**PROBLEM DETAILS**
Reproduce every item below verbatim, changing nothing.

**RECORDS SUPPLIED**

########################################

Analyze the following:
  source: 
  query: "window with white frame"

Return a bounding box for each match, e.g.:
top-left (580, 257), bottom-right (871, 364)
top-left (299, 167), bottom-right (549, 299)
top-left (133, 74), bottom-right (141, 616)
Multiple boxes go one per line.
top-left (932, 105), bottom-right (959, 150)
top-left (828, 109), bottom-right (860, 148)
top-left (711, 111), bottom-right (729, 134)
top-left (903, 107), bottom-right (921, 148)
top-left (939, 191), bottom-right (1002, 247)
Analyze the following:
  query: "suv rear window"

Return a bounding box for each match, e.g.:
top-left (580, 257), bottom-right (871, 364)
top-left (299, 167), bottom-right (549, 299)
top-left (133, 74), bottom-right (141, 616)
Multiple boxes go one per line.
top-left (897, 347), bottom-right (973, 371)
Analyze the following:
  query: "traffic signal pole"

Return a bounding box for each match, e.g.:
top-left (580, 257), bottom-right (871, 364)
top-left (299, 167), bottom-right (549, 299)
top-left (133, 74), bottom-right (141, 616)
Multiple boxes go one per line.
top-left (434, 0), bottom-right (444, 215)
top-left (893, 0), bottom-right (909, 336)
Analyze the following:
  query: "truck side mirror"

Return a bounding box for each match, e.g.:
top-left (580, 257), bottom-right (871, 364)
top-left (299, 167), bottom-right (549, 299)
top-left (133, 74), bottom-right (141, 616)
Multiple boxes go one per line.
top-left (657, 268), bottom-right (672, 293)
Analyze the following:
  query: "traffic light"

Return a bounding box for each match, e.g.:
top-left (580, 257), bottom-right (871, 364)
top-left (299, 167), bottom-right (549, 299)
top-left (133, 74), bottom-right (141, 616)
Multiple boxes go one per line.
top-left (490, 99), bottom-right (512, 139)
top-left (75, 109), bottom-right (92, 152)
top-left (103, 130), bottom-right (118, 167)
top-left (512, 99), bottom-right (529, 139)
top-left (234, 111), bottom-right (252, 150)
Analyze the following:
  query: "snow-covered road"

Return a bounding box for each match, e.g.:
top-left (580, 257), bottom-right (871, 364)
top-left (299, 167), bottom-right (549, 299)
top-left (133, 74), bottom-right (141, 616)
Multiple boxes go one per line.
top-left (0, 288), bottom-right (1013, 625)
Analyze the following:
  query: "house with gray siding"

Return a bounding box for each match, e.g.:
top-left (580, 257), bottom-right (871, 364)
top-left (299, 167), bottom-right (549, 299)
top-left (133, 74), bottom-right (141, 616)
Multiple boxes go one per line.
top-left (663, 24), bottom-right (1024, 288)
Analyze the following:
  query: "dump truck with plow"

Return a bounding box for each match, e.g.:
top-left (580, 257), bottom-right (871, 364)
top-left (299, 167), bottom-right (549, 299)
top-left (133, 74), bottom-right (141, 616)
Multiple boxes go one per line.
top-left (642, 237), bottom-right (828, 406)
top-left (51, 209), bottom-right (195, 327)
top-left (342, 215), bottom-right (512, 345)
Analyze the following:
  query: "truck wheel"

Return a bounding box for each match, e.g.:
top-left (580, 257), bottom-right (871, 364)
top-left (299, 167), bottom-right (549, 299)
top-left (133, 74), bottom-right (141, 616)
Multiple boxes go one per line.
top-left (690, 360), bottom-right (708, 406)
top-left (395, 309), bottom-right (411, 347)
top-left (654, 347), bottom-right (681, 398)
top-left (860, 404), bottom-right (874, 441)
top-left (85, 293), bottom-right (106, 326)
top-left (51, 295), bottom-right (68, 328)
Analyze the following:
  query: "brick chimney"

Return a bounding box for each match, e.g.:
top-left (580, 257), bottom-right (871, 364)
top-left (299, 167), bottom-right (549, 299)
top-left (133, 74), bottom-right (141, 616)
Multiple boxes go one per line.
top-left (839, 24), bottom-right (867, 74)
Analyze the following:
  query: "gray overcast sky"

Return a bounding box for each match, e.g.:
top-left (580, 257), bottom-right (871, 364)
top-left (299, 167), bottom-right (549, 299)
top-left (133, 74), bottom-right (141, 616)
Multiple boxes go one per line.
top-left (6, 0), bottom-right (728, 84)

########################################

**OUTPUT FOR THIS TASK**
Analyze the following:
  source: 
  query: "window with white frame"

Return a bounding box for each match, e.g.:
top-left (580, 257), bottom-right (871, 364)
top-left (299, 167), bottom-right (549, 299)
top-left (133, 74), bottom-right (141, 616)
Multiple boxes go one per line.
top-left (932, 105), bottom-right (959, 150)
top-left (828, 109), bottom-right (860, 148)
top-left (711, 111), bottom-right (729, 134)
top-left (903, 107), bottom-right (921, 148)
top-left (939, 191), bottom-right (1002, 247)
Analyze the following:
  query: "suv rear window"

Return a bounding box for each match, e.g.:
top-left (580, 257), bottom-right (871, 364)
top-left (299, 167), bottom-right (549, 299)
top-left (133, 74), bottom-right (141, 616)
Multiple boxes go one per line.
top-left (897, 347), bottom-right (973, 371)
Analyze the following:
  query: "traffic signal pole"

Return a bounding box for each match, e.g.:
top-left (580, 257), bottom-right (871, 364)
top-left (299, 167), bottom-right (549, 299)
top-left (133, 74), bottom-right (141, 616)
Multiple boxes go one per line.
top-left (434, 0), bottom-right (444, 215)
top-left (893, 0), bottom-right (909, 336)
Analyze the following:
  query: "truck side mirror"

Return a bounding box for each match, e.g.:
top-left (580, 257), bottom-right (871, 364)
top-left (299, 167), bottom-right (549, 299)
top-left (133, 74), bottom-right (141, 616)
Multiple boxes go one per line.
top-left (657, 268), bottom-right (672, 293)
Analyze the following:
  query: "traffic light"

Return a bounding box for each match, e.g.:
top-left (580, 257), bottom-right (871, 364)
top-left (299, 167), bottom-right (549, 299)
top-left (133, 74), bottom-right (141, 616)
Multiple boxes go one per line.
top-left (490, 99), bottom-right (512, 139)
top-left (75, 109), bottom-right (92, 152)
top-left (103, 130), bottom-right (118, 167)
top-left (512, 99), bottom-right (529, 139)
top-left (234, 111), bottom-right (252, 150)
Analyze the following:
  query: "snow-covered road"

Return a bounding box for each match, e.g.:
top-left (580, 257), bottom-right (871, 364)
top-left (299, 167), bottom-right (549, 299)
top-left (133, 74), bottom-right (141, 616)
Multiple boxes go one per line.
top-left (0, 288), bottom-right (1013, 625)
Analyze the following:
  query: "house with gray siding"

Return a bounding box for each match, e.g.:
top-left (580, 257), bottom-right (871, 364)
top-left (299, 167), bottom-right (549, 299)
top-left (133, 74), bottom-right (141, 616)
Multiple boxes go one per line.
top-left (663, 24), bottom-right (1024, 288)
Analyze the following:
  query: "dump truck with plow"

Return a bounding box for each match, e.g.:
top-left (580, 257), bottom-right (871, 364)
top-left (299, 167), bottom-right (549, 299)
top-left (133, 74), bottom-right (141, 616)
Multiple boxes go one per line.
top-left (642, 237), bottom-right (828, 406)
top-left (51, 209), bottom-right (195, 327)
top-left (342, 215), bottom-right (512, 345)
Analyze the following:
  query: "truck wheel"

Return a bounding box for each match, e.g.:
top-left (580, 257), bottom-right (871, 364)
top-left (299, 167), bottom-right (549, 299)
top-left (133, 74), bottom-right (141, 616)
Multiple boxes go one per line.
top-left (690, 360), bottom-right (708, 406)
top-left (395, 309), bottom-right (411, 347)
top-left (654, 347), bottom-right (681, 398)
top-left (860, 404), bottom-right (874, 441)
top-left (85, 293), bottom-right (106, 326)
top-left (51, 295), bottom-right (68, 328)
Analyze the following:
  query: "brick chimney"

Return a bounding box for each match, e.g.:
top-left (580, 257), bottom-right (871, 364)
top-left (299, 167), bottom-right (549, 299)
top-left (133, 74), bottom-right (141, 616)
Multiple boxes go one per line.
top-left (839, 24), bottom-right (867, 74)
Analyze the following:
  query: "gray overcast sky"

Return a bounding box for each match, e.g.:
top-left (580, 257), bottom-right (871, 364)
top-left (299, 167), bottom-right (549, 299)
top-left (133, 74), bottom-right (141, 616)
Multiple boxes go one per line.
top-left (6, 0), bottom-right (728, 84)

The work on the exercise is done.